> [TASK PROMPT]:
In the article below about Attorney General Bill Schuette, write out word for word the passage starting with "Some political insiders" and going on through "recognition and usefulness.".

> [EXTRACT]:
····················

THE NEW GILDED AGE (Part 2)
THE NEW GILDED AGE (Part 2)
16th August, 2011 2
It seems that hardly a week goes by that we aren’t treated to one of the numerous rants from our current Attorney General, Bill Schuette, carried by one corporate media outlet after another across the state. One thing that has been consistent is his overt hostility toward the Michigan Medical Marijuana Act; a citizen-led initiative passed by the voters back in 2008, and by no slim margin. It’s no secret that Schuette went “all-in” with his anti-Proposal 1 campaign - an effort in which he failed miserably.
Some political insiders suggest that Schuette aspires toward a future run for the US presidency, further continuing his lengthy reign as the proverbial “career politician” we’ve so often heard decried by Republicans, and his passion for media face-time very well could be a carefully crafted step in laying the groundwork toward that objective. On the contrary, many others feel that it was this earlier failure that now drives his obsession to have the law repealed or at the very least, gutted beyond recognition and usefulness.
I have no problem with Schuette’s prior marijuana use, but his pothead-turned-puritan image is a bit disgusting. He repeatedly complains that people bringing up his prior “indiscretions” is unfair. While he reluctantly admits to being a former recreational pot smoker, the “okay for me, but not for you” adage has never been acceptable to me, on any issue. Having Libertarian leanings, I subscribe to the view that one is free to choose how they conduct their own life and to believe in whatever ideals they see fit. Just don’t try to tell me how to live or what to believe in. Show me the same respect that you would wish from me, and respect my right to choose by refraining from forcing your views on others
Obviously accustomed to having his way, it’s apparent that Schuette is determined to defy the will of the electorate as a means to satisfy his own personal needs, and he will stop at nothing in the process.

····················

> [EXTRACTED INFORMATION]:
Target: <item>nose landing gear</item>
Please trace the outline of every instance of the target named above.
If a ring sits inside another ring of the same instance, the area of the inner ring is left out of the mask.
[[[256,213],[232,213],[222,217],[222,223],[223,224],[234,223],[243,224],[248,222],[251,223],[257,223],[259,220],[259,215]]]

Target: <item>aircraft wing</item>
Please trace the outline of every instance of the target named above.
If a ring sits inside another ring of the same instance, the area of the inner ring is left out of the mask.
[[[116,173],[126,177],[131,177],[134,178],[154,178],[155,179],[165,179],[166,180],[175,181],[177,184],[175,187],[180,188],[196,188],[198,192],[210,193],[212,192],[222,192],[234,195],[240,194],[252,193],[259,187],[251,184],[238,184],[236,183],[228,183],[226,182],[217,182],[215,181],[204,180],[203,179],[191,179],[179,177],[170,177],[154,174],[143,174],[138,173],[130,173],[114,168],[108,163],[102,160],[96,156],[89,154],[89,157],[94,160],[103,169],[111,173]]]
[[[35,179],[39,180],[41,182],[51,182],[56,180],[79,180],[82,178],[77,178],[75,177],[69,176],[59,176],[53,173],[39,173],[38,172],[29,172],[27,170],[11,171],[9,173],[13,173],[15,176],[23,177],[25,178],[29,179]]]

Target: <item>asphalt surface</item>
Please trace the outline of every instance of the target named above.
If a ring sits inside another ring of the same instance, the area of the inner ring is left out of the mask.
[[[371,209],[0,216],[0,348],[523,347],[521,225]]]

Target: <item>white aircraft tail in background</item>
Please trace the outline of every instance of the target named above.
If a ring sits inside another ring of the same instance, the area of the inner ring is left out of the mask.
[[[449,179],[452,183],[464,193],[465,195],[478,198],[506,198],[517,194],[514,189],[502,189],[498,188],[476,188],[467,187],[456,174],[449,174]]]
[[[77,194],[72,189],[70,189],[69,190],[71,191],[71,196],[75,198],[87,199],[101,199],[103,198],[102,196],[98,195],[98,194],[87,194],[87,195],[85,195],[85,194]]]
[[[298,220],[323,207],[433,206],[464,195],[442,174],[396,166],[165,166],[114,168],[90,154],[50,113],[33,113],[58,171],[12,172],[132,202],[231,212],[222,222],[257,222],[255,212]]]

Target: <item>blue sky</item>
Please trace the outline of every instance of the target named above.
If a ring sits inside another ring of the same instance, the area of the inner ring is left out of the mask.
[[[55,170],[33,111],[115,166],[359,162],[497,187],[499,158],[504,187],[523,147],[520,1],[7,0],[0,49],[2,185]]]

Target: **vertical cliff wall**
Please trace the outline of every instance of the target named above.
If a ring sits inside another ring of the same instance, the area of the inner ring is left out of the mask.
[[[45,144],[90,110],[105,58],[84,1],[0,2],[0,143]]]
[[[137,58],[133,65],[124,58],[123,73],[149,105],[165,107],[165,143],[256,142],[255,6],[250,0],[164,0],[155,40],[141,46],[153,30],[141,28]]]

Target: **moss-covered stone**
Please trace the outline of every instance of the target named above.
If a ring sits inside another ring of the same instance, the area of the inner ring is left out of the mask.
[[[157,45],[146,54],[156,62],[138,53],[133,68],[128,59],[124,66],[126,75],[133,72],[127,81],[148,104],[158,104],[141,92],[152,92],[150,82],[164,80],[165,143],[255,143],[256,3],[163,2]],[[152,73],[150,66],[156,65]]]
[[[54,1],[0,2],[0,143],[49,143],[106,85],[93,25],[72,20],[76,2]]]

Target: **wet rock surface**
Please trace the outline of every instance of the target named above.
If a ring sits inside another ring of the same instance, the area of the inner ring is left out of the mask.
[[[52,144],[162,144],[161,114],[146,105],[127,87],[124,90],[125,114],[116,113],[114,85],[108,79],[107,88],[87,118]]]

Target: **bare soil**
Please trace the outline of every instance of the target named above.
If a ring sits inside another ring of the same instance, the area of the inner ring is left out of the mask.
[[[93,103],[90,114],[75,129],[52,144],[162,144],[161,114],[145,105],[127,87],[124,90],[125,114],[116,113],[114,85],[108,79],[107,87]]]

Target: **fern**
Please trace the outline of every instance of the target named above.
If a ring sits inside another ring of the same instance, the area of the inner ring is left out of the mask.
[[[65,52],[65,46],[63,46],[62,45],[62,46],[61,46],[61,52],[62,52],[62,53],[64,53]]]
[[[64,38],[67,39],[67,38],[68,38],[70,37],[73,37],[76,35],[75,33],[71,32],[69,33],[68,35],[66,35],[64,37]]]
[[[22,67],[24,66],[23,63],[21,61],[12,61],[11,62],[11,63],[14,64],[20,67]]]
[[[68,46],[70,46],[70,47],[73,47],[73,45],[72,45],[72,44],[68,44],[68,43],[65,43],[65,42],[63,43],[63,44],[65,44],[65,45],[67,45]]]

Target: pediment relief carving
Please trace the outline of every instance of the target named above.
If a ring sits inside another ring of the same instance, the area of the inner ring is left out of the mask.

····················

> [EXERCISE RESPONSE]:
Some political insiders suggest that Schuette aspires toward a future run for the US presidency, further continuing his lengthy reign as the proverbial “career politician” we’ve so often heard decried by Republicans, and his passion for media face-time very well could be a carefully crafted step in laying the groundwork toward that objective. On the contrary, many others feel that it was this earlier failure that now drives his obsession to have the law repealed or at the very least, gutted beyond recognition and usefulness.